### [データ行]
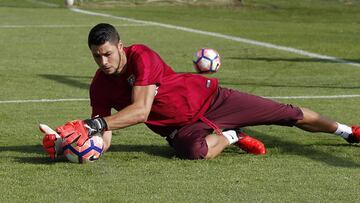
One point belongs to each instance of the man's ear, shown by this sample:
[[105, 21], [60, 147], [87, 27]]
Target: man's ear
[[120, 46]]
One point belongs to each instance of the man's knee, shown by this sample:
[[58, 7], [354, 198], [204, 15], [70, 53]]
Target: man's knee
[[193, 151]]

### [取り組む課題]
「One point belongs to each instance of the man's knee, shown」を含む行から項目の最後までを、「knee」を「elbow」に書き換えて示しなさい。それ以外の部分は変えないこと。

### [完成した課題]
One point belongs to each instance of the man's elbow, shown by this sample:
[[58, 7], [354, 198], [204, 15], [70, 53]]
Target: man's elbow
[[193, 151]]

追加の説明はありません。